▸ Records to process
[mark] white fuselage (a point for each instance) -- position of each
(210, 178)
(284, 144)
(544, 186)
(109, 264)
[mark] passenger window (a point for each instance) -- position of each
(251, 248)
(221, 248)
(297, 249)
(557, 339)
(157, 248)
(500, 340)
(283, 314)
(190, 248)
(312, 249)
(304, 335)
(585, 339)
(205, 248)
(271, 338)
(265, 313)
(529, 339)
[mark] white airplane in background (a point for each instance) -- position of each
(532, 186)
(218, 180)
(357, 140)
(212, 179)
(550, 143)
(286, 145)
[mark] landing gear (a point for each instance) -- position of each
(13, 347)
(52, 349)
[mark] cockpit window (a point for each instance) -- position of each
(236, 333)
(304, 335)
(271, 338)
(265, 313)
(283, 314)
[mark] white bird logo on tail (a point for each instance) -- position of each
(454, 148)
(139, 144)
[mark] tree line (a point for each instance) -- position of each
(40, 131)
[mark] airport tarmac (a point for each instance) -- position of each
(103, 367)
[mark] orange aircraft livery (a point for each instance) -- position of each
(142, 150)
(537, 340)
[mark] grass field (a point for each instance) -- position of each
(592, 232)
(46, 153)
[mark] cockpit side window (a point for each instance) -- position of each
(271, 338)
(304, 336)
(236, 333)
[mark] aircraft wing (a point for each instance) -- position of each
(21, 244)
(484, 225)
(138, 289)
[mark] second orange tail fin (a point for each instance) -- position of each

▸ What is being asked
Having found the line that contains "[mark] aircraft wing", set down that line and all the rest through the end of the records, exactly.

▸ Output of the task
[mark] aircraft wing (a point for each instance) -- position of each
(21, 244)
(484, 225)
(138, 289)
[mark] second orange tail fin (a point for each instance) -- position of each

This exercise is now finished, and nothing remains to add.